DIE GESCHICHTE DES PLATZES

Ökonomisches Geschick begründete die Hanauer Neustadt: indem er calvinistischen Flüchtlingen ein neues Zuhause bot, legte Graf Philipp Ludwig II. im 16. Jahrhundert den Grundstein für Hanaus wirtschaftlichen Erfolg. Und ganz im Zentrum dieser Geschichte liegt der Platz an der Wallonisch-Niederländischen Kirche.

ZUHAUSE IM SCHACHBRETTMUSTER

Die Entstehung der Hanauer Neustadt

Am 01. Juni 1597 unterzeichnete Graf Philipp Ludwig II. von Hanau-Münzenberg die sogenannte „Capitulation“, eines der wichtigsten Dokumente in Hanaus Geschichte. Es handelt sich um einen Vertrag, den er mit calvinistisch reformierten Flüchtlingen aus den spanischen Niederlanden, dem heutigen Belgien, Holland und dem Nordosten Frankreichs, schloss. Die Niederländer und Wallonen waren aufgrund ihres reformierten Glaubens aus ihren katholischen, spanisch besetzten Heimatländern vertrieben worden. Zunächst hatten die Calvinisten sich in Frankfurt niederlassen wollen, doch auch hier wurden nach kurzer Zeit ihre Rechte beschnitten, vor allem jenes auf freie Religionsausübung. So wandten sich die Emigranten an den Grafen von Hanau. Sie hatten Glück, denn Philipp Ludwig II. und seine Frau Katharina Belgia, eine Tochter des niederländischen Freiheitshelden Wilhelm I. von Oranien, waren weltoffene, gebildete Regenten und ebenfalls reformierten Glaubens. Zudem sahen sie eine hervorragende Möglichkeit für wirtschaftlichen Aufschwung im zu diesem Zeitpunkt noch recht verschlafenen Städtchen Hanau (heutige Altstadt). Denn die potenziellen Neubürger/innen brachten Kapital, internationale Handelsbeziehungen und modernste Technologien aus ihren Heimatländern mit. In der „Capitulation“ sicherte Philipp Ludwig II. den Glaubensflüchtlingen neben vielen anderen Privilegien das Recht auf freie Religionsausübung zu. Im Gegenzug sollten sich die „Réfugiés“, wie die Neuankömmlinge in dem Vertrag bezeichnet werden, in Hanau niederlassen und wirtschaftlich tätig sein. Der Graf stellte seinen neuen Bürgern Bauplätze vor den Toren der Hanauer Altstadt zur Verfügung. Hier errichteten der Graf und seine Neubürger nach den Plänen des Ingenieurs Nicolas Gillet eine Planstadt im Stil der Renaissance. Das erklärt die quadratische Anordnung der Häuserblöcke und Plätze in Neu-Hanau. Damals war diese Art von Städtebau im Schachbrettmuster ein absolutes Novum und sollte Vorbild werden für ähnliche Stadtplanungen beispielsweise in Neu-Isenburg und Mannheim. Auf einem Areal von der dreifachen Größe der Hanauer Altstadt entstanden Wohnhäuser, Werkstätten, Manufakturen, ein Marktplatz und die Hanauer Neustadt sollte sich selbst verwalten – was auch so blieb bis zu einer Reform im Jahr 1821. Doch das größte und eindrucksvollste Bauwerk in der von den Emigranten gegründeten Hanauer Neustadt war ihre Kirche.

┄┄┄┄┄┄┄┄┄┄

AUFGABEN UND ÜBUNGEN —
**A)** Nennen Sie sämtliche Personen, die im Text zur Hanauer Neustadt namentlich erwähnt werden.
**B)** Geben Sie aus dem Text zur Hanauer Neustadt den Abschnitt zwischen „Ökonomisches Geschick begründete“ und „der Wallonisch-Niederländischen Kirche.“ wortgetreu wieder, beide Stellen eingeschlossen.
**C)** Führen Sie den Text zur Hanauer Neustadt im Anschluss an seinen letzten Satz fort.
Das Material steht in keinem Zusammenhang mit dem Text zur Hanauer Neustadt.

┄┄┄┄┄┄┄┄┄┄

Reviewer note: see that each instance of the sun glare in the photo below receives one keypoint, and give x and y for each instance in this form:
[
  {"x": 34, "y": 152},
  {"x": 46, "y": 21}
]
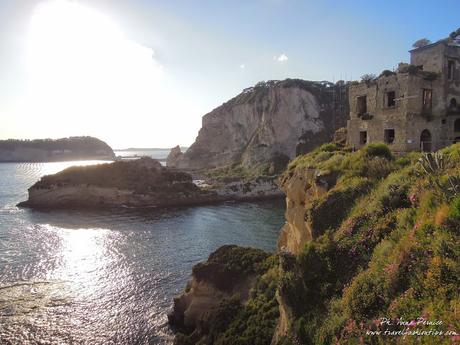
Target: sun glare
[{"x": 84, "y": 73}]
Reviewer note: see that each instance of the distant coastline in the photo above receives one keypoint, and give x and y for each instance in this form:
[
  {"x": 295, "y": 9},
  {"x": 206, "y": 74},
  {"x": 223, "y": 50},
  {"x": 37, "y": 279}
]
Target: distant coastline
[{"x": 54, "y": 150}]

┄┄┄┄┄┄┄┄┄┄

LÖSUNGEN DER AUFGABEN —
**A)** Philipp Ludwig II. von Hanau-Münzenberg, Katharina Belgia, Wilhelm I. von Oranien, Nicolas Gillet

**B)**
Ökonomisches Geschick begründete die Hanauer Neustadt: indem er calvinistischen Flüchtlingen ein neues Zuhause bot, legte Graf Philipp Ludwig II. im 16. Jahrhundert den Grundstein für Hanaus wirtschaftlichen Erfolg. Und ganz im Zentrum dieser Geschichte liegt der Platz an der Wallonisch-Niederländischen Kirche.

**C)**
WAHRZEICHEN DER NEUSTADT

Die Wallonisch-Niederländische Kirche und die Französische Allee

Der Bau der Wallonisch-Niederländischen Doppelkirche begann im Jahr 1600. Acht Jahre später konnte der erste Gottesdienst abgehalten werden. Erst 1623 war das Gotteshaus komplett fertiggestellt. Die Doppelkirche verfügt über zwei ineinander verschränkte, aber durch eine Mauer getrennte Innenräume in Form eines Zwölfecks und eines Achtecks sowie einen gemeinsamen Kirchturm. Der größere Kirchenraum diente der wallonischen, der kleinere der niederländischen Gemeinde, die sich durch ihren reformierten Glauben und ihre Geschichte verbunden waren, jedoch auch ihren unterschiedlichen Sprachen Rechnung tragen wollten. Bis zu ihrer Zerstörung 1945 war die Wallonisch-Niederländische Kirche das weithin sichtbare Wahrzeichen der Stadt Hanau.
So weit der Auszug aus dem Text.